In your copy, reproduce the entries exactly as they are, minus the images.

***** INFORMATION PROVIDED

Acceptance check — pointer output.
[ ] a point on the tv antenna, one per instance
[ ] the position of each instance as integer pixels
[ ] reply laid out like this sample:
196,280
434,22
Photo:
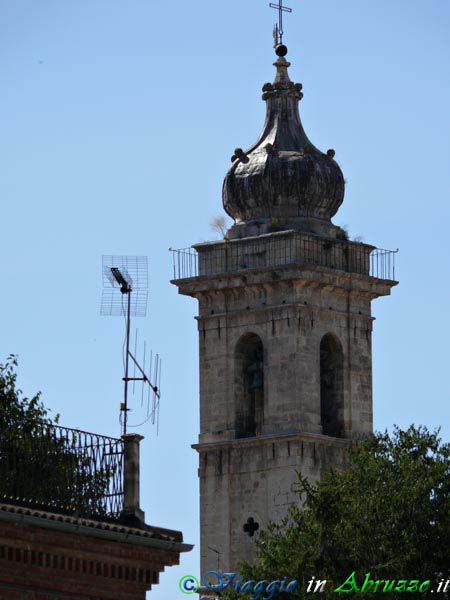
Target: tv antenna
125,293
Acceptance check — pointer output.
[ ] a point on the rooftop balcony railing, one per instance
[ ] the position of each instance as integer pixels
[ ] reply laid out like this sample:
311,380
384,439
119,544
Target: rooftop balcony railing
283,250
64,470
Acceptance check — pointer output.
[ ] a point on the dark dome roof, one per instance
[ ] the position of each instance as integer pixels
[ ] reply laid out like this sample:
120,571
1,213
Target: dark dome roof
283,181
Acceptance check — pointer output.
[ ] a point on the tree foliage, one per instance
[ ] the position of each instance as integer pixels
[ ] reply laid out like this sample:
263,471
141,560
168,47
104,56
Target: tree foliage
40,464
387,515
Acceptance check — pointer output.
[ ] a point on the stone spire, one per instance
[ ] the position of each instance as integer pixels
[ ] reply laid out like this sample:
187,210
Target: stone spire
283,181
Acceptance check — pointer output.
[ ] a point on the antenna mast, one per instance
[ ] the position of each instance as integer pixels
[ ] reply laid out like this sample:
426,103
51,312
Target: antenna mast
125,292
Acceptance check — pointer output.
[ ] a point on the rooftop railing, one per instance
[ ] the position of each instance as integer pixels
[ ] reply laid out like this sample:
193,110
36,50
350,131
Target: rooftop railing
60,469
280,251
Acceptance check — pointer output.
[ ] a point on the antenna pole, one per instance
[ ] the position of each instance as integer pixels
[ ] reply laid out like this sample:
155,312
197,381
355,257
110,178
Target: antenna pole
126,379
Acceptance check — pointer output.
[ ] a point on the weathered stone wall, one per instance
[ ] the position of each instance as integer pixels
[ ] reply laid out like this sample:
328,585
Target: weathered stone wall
291,308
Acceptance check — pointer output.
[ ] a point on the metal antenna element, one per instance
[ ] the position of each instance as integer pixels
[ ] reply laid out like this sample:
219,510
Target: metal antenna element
278,32
125,293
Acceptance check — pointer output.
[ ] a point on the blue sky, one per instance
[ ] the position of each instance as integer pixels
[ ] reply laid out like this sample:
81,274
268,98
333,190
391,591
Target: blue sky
118,120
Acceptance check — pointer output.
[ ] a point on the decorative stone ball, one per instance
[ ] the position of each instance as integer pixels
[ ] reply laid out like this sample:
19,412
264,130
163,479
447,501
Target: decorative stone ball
281,50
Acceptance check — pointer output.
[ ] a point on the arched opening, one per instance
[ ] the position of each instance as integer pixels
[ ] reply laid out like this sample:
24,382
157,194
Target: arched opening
249,386
331,386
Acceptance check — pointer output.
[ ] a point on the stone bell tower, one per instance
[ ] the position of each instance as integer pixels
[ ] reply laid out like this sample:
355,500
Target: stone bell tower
285,330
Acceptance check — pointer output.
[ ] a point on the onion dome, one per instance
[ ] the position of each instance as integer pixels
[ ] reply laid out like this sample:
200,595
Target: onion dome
283,181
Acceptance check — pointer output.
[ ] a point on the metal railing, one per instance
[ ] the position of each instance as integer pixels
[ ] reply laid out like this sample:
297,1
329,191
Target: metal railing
60,469
283,250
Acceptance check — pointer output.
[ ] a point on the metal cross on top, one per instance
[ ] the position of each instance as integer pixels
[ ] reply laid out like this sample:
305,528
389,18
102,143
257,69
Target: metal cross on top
281,8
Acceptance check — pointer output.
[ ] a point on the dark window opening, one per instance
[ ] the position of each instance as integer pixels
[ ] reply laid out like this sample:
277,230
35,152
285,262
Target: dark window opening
331,386
249,383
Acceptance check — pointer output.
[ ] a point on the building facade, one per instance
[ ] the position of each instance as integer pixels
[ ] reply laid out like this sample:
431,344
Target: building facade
285,330
71,526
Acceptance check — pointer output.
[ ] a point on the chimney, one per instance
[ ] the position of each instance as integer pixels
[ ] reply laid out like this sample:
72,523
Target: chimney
132,512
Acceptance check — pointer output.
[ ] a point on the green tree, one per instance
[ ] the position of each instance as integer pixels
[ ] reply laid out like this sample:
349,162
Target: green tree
39,463
387,515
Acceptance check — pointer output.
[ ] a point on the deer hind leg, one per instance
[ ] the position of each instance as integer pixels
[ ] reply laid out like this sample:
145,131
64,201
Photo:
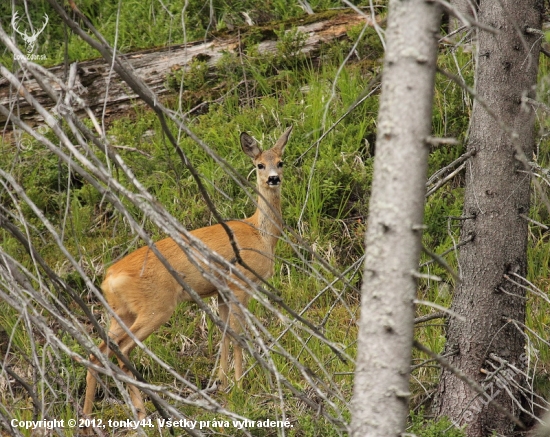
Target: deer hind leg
115,333
232,315
143,326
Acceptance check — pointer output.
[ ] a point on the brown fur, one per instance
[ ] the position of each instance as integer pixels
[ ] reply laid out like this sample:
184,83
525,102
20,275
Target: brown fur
144,294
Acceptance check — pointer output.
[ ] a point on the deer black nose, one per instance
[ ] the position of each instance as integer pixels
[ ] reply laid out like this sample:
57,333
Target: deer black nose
273,180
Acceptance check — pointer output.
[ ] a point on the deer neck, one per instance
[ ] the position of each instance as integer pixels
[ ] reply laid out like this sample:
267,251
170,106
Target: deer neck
268,218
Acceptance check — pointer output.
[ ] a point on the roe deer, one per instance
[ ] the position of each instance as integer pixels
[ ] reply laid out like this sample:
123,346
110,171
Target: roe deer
144,294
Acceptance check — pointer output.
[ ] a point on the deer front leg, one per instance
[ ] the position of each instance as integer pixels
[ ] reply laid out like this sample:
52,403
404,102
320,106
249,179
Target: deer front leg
232,316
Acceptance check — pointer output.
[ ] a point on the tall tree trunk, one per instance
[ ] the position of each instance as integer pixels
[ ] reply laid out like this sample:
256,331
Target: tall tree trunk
497,194
381,391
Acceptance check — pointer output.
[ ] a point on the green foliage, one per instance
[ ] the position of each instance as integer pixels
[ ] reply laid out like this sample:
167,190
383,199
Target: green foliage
325,193
422,427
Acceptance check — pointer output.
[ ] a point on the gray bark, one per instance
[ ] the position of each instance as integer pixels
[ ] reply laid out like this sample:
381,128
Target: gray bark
381,390
497,194
154,67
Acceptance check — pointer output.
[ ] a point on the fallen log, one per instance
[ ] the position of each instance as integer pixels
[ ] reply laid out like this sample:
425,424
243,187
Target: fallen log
102,90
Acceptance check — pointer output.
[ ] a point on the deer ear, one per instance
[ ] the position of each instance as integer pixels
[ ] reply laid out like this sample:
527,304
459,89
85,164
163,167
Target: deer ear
250,146
281,142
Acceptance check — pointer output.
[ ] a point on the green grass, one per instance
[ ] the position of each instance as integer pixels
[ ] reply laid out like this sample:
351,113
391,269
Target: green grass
325,200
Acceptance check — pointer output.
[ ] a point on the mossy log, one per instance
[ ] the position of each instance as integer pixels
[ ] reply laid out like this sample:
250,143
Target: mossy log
101,88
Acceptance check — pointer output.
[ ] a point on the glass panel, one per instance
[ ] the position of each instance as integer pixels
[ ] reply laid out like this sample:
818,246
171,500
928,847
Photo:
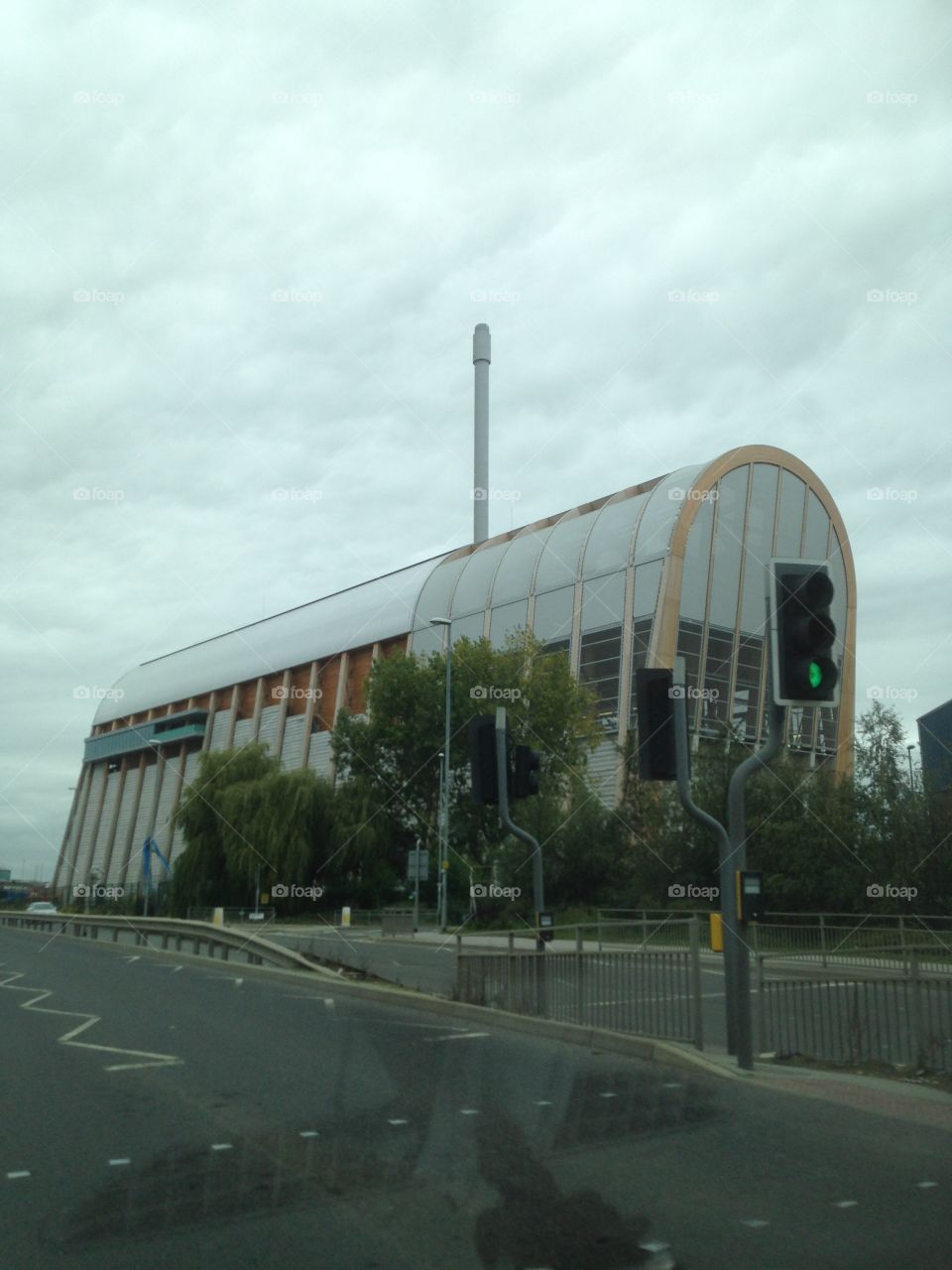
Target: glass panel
757,548
472,589
791,516
467,627
817,529
434,595
515,575
729,532
648,579
665,502
558,562
599,667
553,615
697,564
603,602
610,543
506,620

**********

> _THE RESULT_:
Acceptance check — pointer output.
[ ] a point on the tv antenna, one per instance
[ ] the position of each instance as integer pixels
[ ] reply laid out like this sample:
196,280
434,22
Photo:
Target: tv antenna
125,293
Acceptance check — pointer output.
[ ] a point on the rooftop balcony railing, one per instance
[ ] the position of each instance as integer pixels
[ ] reply laid out like this sample:
311,380
384,439
119,544
Target: rooftop balcony railing
283,250
64,470
Acceptance check — pointer output.
[ ] a point on the dark dome roof, one per instance
[ ] the position of each instance as integer pixels
[ ] reply laid out like this sample:
120,571
1,213
Target: dark dome roof
283,181
Acceptance check — pointer output.
[ ] a point on the tree foliage, one per instance
[ ] the position of each instance as integer pixels
[ ] reply laid out like this sample:
263,471
141,560
168,47
104,56
Target: tree foliage
40,464
387,515
Acceptance check — pointer output.
[ ] a point on the stone spire, one per instance
[ ] the position of each instance as integer pixels
[ ] reply laid out like this sample:
187,210
Target: stone spire
283,181
Acceptance check — pointer output.
[ ] a point on the antenna mast, one per instance
[ ] the position of each instance as integer pixels
[ ] reply laid out like this sample:
426,103
51,312
Target: antenna mast
125,292
Acceptance check — pointer output.
[ ] a point on the rooftop railing, one per instance
[ ] the position of each instance as integer pixels
[ ] reply laid out like this sample:
193,110
36,50
350,131
Target: rooftop railing
60,469
280,251
Acceptance check — pointer output.
[ ] a point on the antenna pole, one per instance
[ ] the position of each instance as integer pixels
[ ] reply laid out like this sample:
155,312
197,381
355,257
110,178
Target: antenna pole
126,379
Acceptance check — pointer output.
[ ] a point on the weathered stone wall, one per instance
[ ] the position of each instance as integer pixels
[ ] reply laid out like this sample:
328,585
Target: weathered stone wall
291,308
Acceptance check — pointer output.
[ ] a point on the metal antenna element, one per instance
[ ] the position of each instance as integer pixels
[ ] reply laid out like this sample:
219,510
Target: metal antenna element
278,32
125,293
Acceptance check — pointer output.
[ ] a point on the blue sky, one per instance
[ ] the position of each instance as integer pixels
[ ] reply laid out like this sample:
81,274
268,98
333,190
391,591
Target: blue sky
118,120
Acceptance check — pointer output.
[ ] a point on the decorative stone ball, one per instance
[ ] the position of each instance as integer pixels
[ ] reply laid out like this sample:
19,412
264,130
163,479
447,501
Target: decorative stone ball
281,50
Acceptance check — pointer output.
[ ] a point on the arched opening, one per instance
[ ] the position of each instance as integer pixels
[ ] reply laid out like this sample:
24,382
157,194
Target: arched opening
249,386
331,386
Acceptance check — pointer output.
[ ] a point on the stone bell tower, one per instance
[ ] the position of each instance as integer pixels
[ ] reply laid out like this sample:
355,500
Target: stone bell tower
285,330
Acceptance check — pointer output.
[ ] a point on the onion dome, one per instance
[ ] the position of each instance as integer pixels
[ ] reply laid out like this sample:
200,595
Target: onion dome
283,181
Acceptance check — pointer output.
[ ] a point on the metal railing, one per instance
[ ] the position of each instance as integer pixels
[ ] reply laid out like this sample:
297,1
329,191
Target: metal railing
60,469
283,250
Acceptance check — pointer output.
[ ] a point on the metal cross on top, one per instance
[ ] the position of each instance as integer pixels
[ ] reply laid out like this sample:
305,528
389,18
102,143
257,69
Target: metal cross on top
281,8
Acceptance check — pointer output.
[ ] a point on the dark window opening, one per instance
[ ] the position of each instance as integer pixels
[ ] reply laid out like this sample:
277,230
35,152
285,262
Target: dark window opening
331,386
249,383
Acceptance check — pointer output.
[ ] a point on the building facade, one per instance
[ ] the position of each instance as integer pixels
[ ] reply laid out like this sample:
431,344
Target: building facade
285,330
71,526
Acceptance check — pointer output.
[ ] a point on the chimney, one per instance
[ ] the position of each instance as integer pixels
[ ] reply laid out like this sample:
72,523
Target: chimney
132,512
Acceptance check — pointer output.
[ ] a point on the green tree, one per instance
[ ] the position of each instance as integer pixels
[ ] reply laid out like this sample:
349,162
Target: green tree
39,463
387,515
Acceptance check — pointer output.
[ ] a point on the deer hind leg, one per instance
[ ] the position of each instance as integer pixels
[ ] reply laid out like this sample:
145,131
64,201
Photo:
Target: deer hind leg
115,333
232,315
143,326
Acceptance check — pointer output.
[ ] a point on the brown fur, one per instance
[ ] the position of each instance as integer pixels
[ ] reply laid out like this sample:
184,83
525,102
20,275
Target: brown fur
144,294
Acceptance check — pointer output.
[ ] a point on the deer black nose, one per instance
[ ] the position of each instance as integer pixels
[ ] reply laid out like this sample:
57,333
Target: deer black nose
273,180
Acceptance check — pointer output.
[ ] a point on the deer neck, one per instance
[ ] the position of each instance as integer pixels
[ ] reply laid out like this sample:
267,251
170,106
Target: deer neck
268,218
Acceptance check — pointer output.
[ ] a point on the roe deer, one per instance
[ ] the position of each instance as integer pixels
[ ] reply laid out like this sample:
123,346
110,171
Target: roe deer
144,294
Acceptance check — pointer output.
[ ] a point on the deer front leg, one per instance
[ ] the position of each instance as integer pixels
[ ] reply laid out like this sample:
52,403
404,102
320,106
249,179
Target: deer front leg
232,316
Acceptance check — pointer output.
[ ] a point on the tall tree trunk, one per instance
[ ] the position of each instance as integer pixels
[ ] reply laid out like this sample:
256,331
Target: tall tree trunk
497,194
381,391
Acceptance check — pointer output.
[ ] a point on the green foliage, one per instance
[ ] the position of each instance as integer pixels
[ ] reply laid out like this sample:
167,190
383,199
Target: green foliage
325,193
422,427
Acceptance check — pointer output.
[ ] a point on the gray bark, one per instance
[ ] the position of each instance as integer pixels
[ ] reply laid out like this sample:
381,128
Target: gray bark
381,390
497,194
154,67
Acceptance check — pointer output.
[ ] a point on the fallen log, one per instance
[ ] the position of each instance as integer pixels
[ ] reply laid out like this sample:
425,424
243,187
Target: fallen log
102,90
Acceptance check — pointer output.
[ ] a point on the deer ear, one per instance
[ ] the position of each instance as integer pixels
[ ] reply laid out like this sample:
527,304
459,89
85,164
163,167
Target: deer ear
250,146
281,142
Acceptance check — pointer output.
[ ] a point on the green grass, one per instance
[ ] the position of each instance as integer pixels
[ ] reply laid out like this sample:
351,113
391,269
Target: green grass
325,200
Acceptance check — pointer output.
[ ] a point on the mossy log, one per instance
[ ] the position of each instance as integer pixels
[ ] reply laid out like this sample:
250,143
Target: mossy log
101,88
Acceptance check — pointer output.
[ ] a point on the glass panel, one per instance
[ ] the position of each instance as integer pixels
[ ] reply laid out like this sample:
818,246
171,500
928,847
Photo:
Target: glass panel
757,548
472,589
791,516
467,627
817,529
434,595
515,575
729,532
648,579
665,502
558,562
599,667
553,615
697,564
603,602
610,543
506,620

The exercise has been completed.